#### Work task:
Set down exactly the lines in the records below that run from the line with "Could you spot the dark shadowed" to the line with "Target: metal mesh fence", inclusive, and nothing more.

#### Supplied data:

--

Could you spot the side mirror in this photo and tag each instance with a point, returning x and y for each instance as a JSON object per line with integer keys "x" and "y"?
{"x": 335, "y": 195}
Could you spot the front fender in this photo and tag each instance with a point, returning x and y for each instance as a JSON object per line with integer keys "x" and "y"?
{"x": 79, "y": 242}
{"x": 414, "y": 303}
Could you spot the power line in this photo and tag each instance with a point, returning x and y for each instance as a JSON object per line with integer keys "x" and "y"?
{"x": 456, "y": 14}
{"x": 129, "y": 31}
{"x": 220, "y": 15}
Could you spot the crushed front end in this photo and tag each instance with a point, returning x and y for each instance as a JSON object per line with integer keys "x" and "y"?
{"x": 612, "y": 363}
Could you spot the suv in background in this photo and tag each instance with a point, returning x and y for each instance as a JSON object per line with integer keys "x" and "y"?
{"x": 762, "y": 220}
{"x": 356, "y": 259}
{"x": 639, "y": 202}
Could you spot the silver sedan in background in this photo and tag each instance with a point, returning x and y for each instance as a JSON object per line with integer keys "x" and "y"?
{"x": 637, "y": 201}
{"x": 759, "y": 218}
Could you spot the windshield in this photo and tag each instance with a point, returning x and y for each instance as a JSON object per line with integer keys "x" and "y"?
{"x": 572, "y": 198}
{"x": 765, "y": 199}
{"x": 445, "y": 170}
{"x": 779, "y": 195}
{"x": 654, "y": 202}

--

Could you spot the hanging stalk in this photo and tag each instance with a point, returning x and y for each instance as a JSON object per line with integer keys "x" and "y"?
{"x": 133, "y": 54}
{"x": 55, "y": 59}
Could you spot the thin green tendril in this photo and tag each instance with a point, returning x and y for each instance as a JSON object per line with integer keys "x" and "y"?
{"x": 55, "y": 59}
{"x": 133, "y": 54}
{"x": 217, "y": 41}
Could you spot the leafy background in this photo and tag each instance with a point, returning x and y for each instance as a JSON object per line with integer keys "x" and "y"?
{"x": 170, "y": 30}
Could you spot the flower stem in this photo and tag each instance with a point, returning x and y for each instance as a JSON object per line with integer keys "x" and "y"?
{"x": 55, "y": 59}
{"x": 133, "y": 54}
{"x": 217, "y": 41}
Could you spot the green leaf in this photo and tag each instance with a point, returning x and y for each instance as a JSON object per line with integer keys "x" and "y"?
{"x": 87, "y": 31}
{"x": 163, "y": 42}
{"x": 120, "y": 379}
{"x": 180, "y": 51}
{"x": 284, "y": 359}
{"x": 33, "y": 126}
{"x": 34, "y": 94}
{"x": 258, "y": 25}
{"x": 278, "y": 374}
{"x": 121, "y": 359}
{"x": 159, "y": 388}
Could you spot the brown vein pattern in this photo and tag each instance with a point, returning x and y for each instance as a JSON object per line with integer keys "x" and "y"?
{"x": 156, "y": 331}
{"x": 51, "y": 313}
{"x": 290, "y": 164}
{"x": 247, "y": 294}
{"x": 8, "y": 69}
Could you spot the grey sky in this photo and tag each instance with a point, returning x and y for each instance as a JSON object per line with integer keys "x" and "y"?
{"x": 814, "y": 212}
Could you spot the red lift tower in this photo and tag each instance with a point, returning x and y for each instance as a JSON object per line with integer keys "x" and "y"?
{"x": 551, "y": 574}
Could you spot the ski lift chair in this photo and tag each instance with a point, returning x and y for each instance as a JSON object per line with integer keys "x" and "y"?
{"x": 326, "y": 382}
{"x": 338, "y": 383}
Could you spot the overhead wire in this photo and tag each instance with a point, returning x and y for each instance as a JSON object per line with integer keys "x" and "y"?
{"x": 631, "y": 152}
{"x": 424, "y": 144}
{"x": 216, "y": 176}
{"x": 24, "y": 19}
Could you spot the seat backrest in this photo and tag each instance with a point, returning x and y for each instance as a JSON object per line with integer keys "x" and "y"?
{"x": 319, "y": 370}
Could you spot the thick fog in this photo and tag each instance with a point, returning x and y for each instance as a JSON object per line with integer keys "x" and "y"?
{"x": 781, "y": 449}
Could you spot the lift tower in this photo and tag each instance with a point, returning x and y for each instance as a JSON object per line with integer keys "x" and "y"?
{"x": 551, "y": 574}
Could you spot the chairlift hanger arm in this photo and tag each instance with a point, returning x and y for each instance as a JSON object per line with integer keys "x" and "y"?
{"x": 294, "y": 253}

--

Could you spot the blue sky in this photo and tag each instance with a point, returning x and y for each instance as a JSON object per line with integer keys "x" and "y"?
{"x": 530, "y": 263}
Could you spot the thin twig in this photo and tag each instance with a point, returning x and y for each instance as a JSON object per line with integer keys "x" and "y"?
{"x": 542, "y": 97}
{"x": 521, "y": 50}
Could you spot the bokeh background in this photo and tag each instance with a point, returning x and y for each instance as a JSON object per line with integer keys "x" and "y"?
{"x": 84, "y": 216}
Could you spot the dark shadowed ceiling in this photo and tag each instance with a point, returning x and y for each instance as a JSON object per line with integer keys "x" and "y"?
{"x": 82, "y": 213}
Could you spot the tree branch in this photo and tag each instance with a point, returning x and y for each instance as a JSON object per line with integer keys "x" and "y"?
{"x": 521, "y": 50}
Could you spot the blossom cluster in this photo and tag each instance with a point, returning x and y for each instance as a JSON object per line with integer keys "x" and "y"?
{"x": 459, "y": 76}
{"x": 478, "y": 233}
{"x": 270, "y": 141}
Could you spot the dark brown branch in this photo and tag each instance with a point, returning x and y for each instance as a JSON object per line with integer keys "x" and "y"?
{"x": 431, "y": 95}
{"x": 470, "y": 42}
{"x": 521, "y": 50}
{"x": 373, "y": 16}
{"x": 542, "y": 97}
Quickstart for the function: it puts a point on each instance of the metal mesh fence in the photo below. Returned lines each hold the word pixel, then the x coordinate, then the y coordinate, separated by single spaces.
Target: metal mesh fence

--

#### Task result:
Could you spot the dark shadowed ceiling in this photo and tag each instance with a point, returning x and y for each instance as a JSON object per line with integer keys "x" and "y"?
{"x": 82, "y": 213}
Could you spot the tree branch in this photo and tag each instance with a point, returning x and y for each instance as a JSON object per line with integer keys "x" and "y"?
{"x": 521, "y": 50}
Could you spot the blossom cluster in this photo and tag each instance with a point, returning x and y for each instance as a JSON object per line with integer keys "x" and "y"?
{"x": 459, "y": 76}
{"x": 478, "y": 233}
{"x": 270, "y": 141}
Could you spot the dark brown branch in this photo and tag each instance with a point, returning x and y for each instance as a JSON object per line with integer keys "x" and "y"?
{"x": 431, "y": 95}
{"x": 470, "y": 42}
{"x": 521, "y": 50}
{"x": 373, "y": 16}
{"x": 542, "y": 97}
Quickstart for the function: it puts a point on each instance of the metal mesh fence in the photo below. Returned lines each hold the word pixel, then the x coordinate, then the y coordinate, separated by single spaces.
Target: metal mesh fence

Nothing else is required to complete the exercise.